Dr. Howard Melton of Surgical Associates of South Georgia in Moultrie has taken the challenge of reversing the destruction by bringing the lap-band system to the community.


Doctor offers safer obesity surgery


Lori Glenn

MOULTRIE — The effects of obesity are profound and easily can erode away a person’s life.

Dr. Howard Melton of Surgical Associates of South Georgia in Moultrie has taken the challenge of reversing the destruction by bringing the lap-band system to the community.

In 1990, 10 to 14 percent of Georgia’s population had a body mass index of 30 or more, which is obese. By 2005, that figure doubled.

According to the Surgeon General’s Call to Action to Prevent and Decrease Overweight and Obesity report, the estimated cost of obesity in the U.S. was $117 billion in 2000. This estimate includes the direct costs associated with obesity and its related co-morbidities, such as preventative, diagnostic and treatment services, as well as indirect costs including the value of income lost from decreased productivity or lost days of work, said a press release from Allergan, Inc., the maker of the lap-band system.

Obesity appears to have a stronger association than smoking or problem drinking with chronic medical conditions, reduced health-related quality of life and increased health care and medication spending.

The lap-band system was approved by the FDA in June 2001 for severely obese adults with a body mass index (BMI) of 40 or more or for adults with a BMI of at least 35 plus at least one severe obesity-related health condition, such as Type 2 diabetes, hypertension, asthma, sleep apnea or joint problems.

“There is a great deal of interest, and we have not advertised, because we’re just starting up the program,” Melton said.

- _Work task_
Reproduce the passage of the obesity surgery article between "Obesity appears to" and "or joint problems.", inclusive.

(Stored data)
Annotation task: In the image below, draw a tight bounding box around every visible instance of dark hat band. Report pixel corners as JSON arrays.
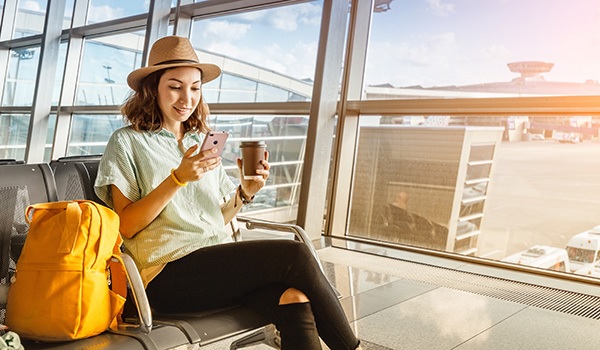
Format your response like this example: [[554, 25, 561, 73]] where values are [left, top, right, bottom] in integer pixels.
[[154, 60, 200, 66]]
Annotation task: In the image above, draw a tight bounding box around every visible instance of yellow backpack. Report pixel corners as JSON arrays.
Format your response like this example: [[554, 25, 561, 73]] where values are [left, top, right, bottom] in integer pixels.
[[6, 201, 126, 341]]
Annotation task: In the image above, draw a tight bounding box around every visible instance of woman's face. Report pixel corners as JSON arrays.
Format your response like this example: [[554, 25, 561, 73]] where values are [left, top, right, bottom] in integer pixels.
[[158, 67, 202, 132]]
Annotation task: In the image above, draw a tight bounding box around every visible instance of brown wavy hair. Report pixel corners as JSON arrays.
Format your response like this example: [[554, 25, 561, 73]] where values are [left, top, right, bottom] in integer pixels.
[[121, 69, 210, 133]]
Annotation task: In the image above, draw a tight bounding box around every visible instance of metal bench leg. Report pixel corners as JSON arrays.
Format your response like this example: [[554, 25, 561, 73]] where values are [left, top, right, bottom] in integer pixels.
[[229, 324, 281, 350]]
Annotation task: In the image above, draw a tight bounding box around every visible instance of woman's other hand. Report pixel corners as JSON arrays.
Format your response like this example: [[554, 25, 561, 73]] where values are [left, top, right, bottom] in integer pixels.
[[175, 145, 221, 182], [237, 151, 271, 198]]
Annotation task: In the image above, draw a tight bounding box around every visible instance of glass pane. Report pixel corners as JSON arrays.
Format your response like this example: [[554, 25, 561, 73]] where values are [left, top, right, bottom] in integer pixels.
[[52, 42, 67, 106], [0, 114, 29, 160], [365, 0, 600, 99], [13, 0, 48, 39], [347, 116, 600, 277], [75, 33, 144, 105], [2, 47, 40, 106], [191, 1, 322, 102], [210, 115, 308, 213], [67, 115, 124, 156], [44, 114, 56, 162], [63, 0, 75, 29], [87, 0, 150, 24]]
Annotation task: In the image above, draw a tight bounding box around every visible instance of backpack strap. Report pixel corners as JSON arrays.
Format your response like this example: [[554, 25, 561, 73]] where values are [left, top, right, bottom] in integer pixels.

- _Result_
Obesity appears to have a stronger association than smoking or problem drinking with chronic medical conditions, reduced health-related quality of life and increased health care and medication spending.

The lap-band system was approved by the FDA in June 2001 for severely obese adults with a body mass index (BMI) of 40 or more or for adults with a BMI of at least 35 plus at least one severe obesity-related health condition, such as Type 2 diabetes, hypertension, asthma, sleep apnea or joint problems.